── SOURCE RECORDS

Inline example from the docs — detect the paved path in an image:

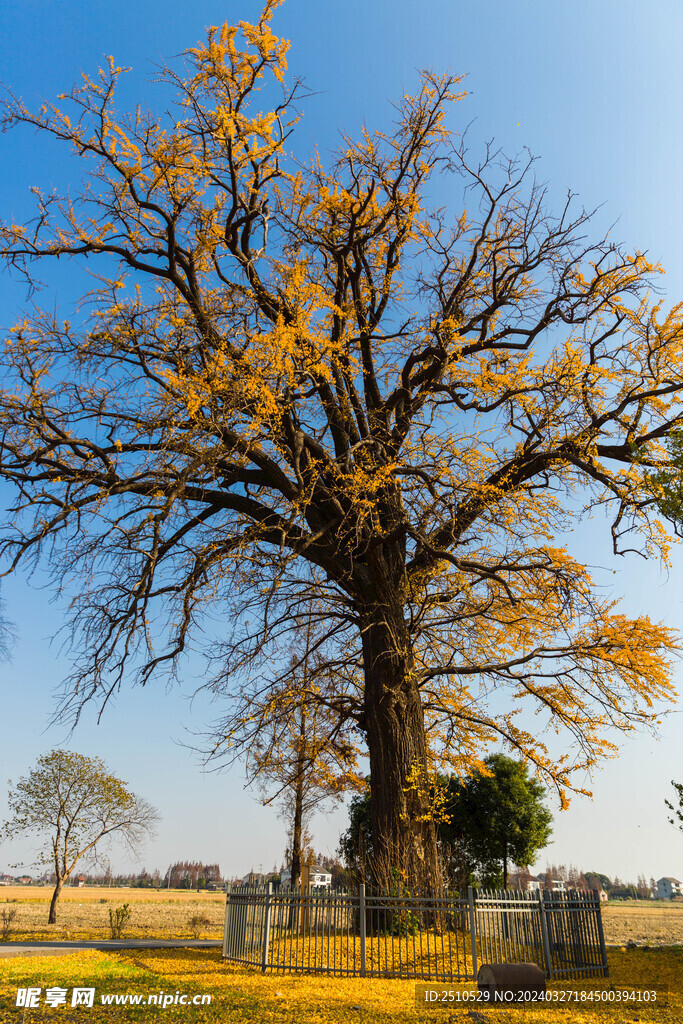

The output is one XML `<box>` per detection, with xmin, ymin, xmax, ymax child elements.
<box><xmin>0</xmin><ymin>939</ymin><xmax>223</xmax><ymax>958</ymax></box>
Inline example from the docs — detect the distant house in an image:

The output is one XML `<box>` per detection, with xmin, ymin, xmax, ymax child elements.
<box><xmin>242</xmin><ymin>871</ymin><xmax>265</xmax><ymax>886</ymax></box>
<box><xmin>657</xmin><ymin>874</ymin><xmax>683</xmax><ymax>899</ymax></box>
<box><xmin>509</xmin><ymin>871</ymin><xmax>543</xmax><ymax>893</ymax></box>
<box><xmin>538</xmin><ymin>874</ymin><xmax>567</xmax><ymax>893</ymax></box>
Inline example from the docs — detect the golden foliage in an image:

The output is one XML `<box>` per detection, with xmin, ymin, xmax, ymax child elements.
<box><xmin>0</xmin><ymin>0</ymin><xmax>683</xmax><ymax>851</ymax></box>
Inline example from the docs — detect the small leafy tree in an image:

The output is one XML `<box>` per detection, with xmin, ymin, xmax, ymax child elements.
<box><xmin>665</xmin><ymin>778</ymin><xmax>683</xmax><ymax>831</ymax></box>
<box><xmin>440</xmin><ymin>754</ymin><xmax>552</xmax><ymax>889</ymax></box>
<box><xmin>0</xmin><ymin>751</ymin><xmax>159</xmax><ymax>925</ymax></box>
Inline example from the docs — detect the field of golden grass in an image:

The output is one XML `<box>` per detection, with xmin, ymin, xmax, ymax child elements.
<box><xmin>0</xmin><ymin>948</ymin><xmax>683</xmax><ymax>1024</ymax></box>
<box><xmin>0</xmin><ymin>886</ymin><xmax>683</xmax><ymax>946</ymax></box>
<box><xmin>0</xmin><ymin>886</ymin><xmax>225</xmax><ymax>942</ymax></box>
<box><xmin>602</xmin><ymin>900</ymin><xmax>683</xmax><ymax>946</ymax></box>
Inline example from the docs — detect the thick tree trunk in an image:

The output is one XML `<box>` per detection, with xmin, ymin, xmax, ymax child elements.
<box><xmin>47</xmin><ymin>879</ymin><xmax>63</xmax><ymax>925</ymax></box>
<box><xmin>291</xmin><ymin>775</ymin><xmax>303</xmax><ymax>888</ymax></box>
<box><xmin>362</xmin><ymin>589</ymin><xmax>439</xmax><ymax>890</ymax></box>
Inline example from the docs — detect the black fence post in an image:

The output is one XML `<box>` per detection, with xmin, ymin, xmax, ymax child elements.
<box><xmin>467</xmin><ymin>886</ymin><xmax>477</xmax><ymax>979</ymax></box>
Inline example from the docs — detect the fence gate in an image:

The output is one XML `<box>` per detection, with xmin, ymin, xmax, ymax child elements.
<box><xmin>223</xmin><ymin>885</ymin><xmax>607</xmax><ymax>981</ymax></box>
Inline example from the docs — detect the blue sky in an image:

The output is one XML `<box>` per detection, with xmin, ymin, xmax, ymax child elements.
<box><xmin>0</xmin><ymin>0</ymin><xmax>683</xmax><ymax>878</ymax></box>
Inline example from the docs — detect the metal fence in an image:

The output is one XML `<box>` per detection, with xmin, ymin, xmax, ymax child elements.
<box><xmin>223</xmin><ymin>885</ymin><xmax>607</xmax><ymax>981</ymax></box>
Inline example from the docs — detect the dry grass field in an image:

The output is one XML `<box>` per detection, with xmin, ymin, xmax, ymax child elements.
<box><xmin>0</xmin><ymin>886</ymin><xmax>683</xmax><ymax>946</ymax></box>
<box><xmin>602</xmin><ymin>900</ymin><xmax>683</xmax><ymax>946</ymax></box>
<box><xmin>0</xmin><ymin>886</ymin><xmax>225</xmax><ymax>942</ymax></box>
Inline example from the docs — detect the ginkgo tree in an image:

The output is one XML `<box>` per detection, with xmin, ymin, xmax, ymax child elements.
<box><xmin>0</xmin><ymin>0</ymin><xmax>683</xmax><ymax>884</ymax></box>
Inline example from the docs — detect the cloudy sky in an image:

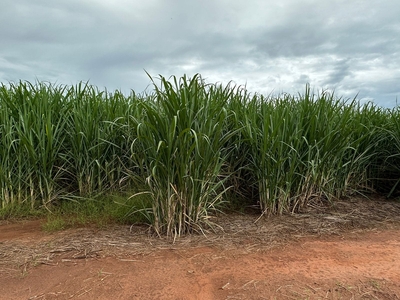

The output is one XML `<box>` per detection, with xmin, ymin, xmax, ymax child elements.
<box><xmin>0</xmin><ymin>0</ymin><xmax>400</xmax><ymax>107</ymax></box>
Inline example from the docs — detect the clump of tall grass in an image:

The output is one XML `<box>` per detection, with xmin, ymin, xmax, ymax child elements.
<box><xmin>0</xmin><ymin>82</ymin><xmax>141</xmax><ymax>207</ymax></box>
<box><xmin>230</xmin><ymin>86</ymin><xmax>377</xmax><ymax>213</ymax></box>
<box><xmin>128</xmin><ymin>75</ymin><xmax>233</xmax><ymax>236</ymax></box>
<box><xmin>0</xmin><ymin>74</ymin><xmax>400</xmax><ymax>236</ymax></box>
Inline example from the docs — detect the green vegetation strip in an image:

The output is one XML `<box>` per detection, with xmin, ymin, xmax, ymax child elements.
<box><xmin>0</xmin><ymin>74</ymin><xmax>400</xmax><ymax>236</ymax></box>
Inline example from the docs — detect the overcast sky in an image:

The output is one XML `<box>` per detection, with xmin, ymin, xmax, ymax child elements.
<box><xmin>0</xmin><ymin>0</ymin><xmax>400</xmax><ymax>107</ymax></box>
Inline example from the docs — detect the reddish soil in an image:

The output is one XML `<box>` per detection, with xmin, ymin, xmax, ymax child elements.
<box><xmin>0</xmin><ymin>197</ymin><xmax>400</xmax><ymax>299</ymax></box>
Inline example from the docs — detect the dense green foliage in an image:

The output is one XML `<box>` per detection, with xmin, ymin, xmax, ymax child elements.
<box><xmin>0</xmin><ymin>75</ymin><xmax>400</xmax><ymax>235</ymax></box>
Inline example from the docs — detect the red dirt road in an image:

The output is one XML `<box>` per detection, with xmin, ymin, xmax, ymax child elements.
<box><xmin>0</xmin><ymin>221</ymin><xmax>400</xmax><ymax>300</ymax></box>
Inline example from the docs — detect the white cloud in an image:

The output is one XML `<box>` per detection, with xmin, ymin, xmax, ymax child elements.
<box><xmin>0</xmin><ymin>0</ymin><xmax>400</xmax><ymax>106</ymax></box>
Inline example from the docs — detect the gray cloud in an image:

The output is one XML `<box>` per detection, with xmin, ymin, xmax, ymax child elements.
<box><xmin>0</xmin><ymin>0</ymin><xmax>400</xmax><ymax>106</ymax></box>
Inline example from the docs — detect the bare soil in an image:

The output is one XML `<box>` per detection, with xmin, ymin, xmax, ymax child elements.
<box><xmin>0</xmin><ymin>197</ymin><xmax>400</xmax><ymax>299</ymax></box>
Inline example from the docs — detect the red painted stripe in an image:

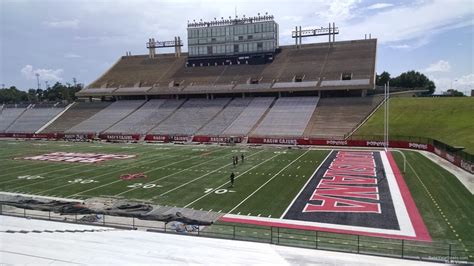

────

Return each line of the items above that contains the string "soil". The match is case-sensitive.

Inline example from the docs — detect the reddish soil in an image:
Inline example from the docs — detect the bare soil in an image:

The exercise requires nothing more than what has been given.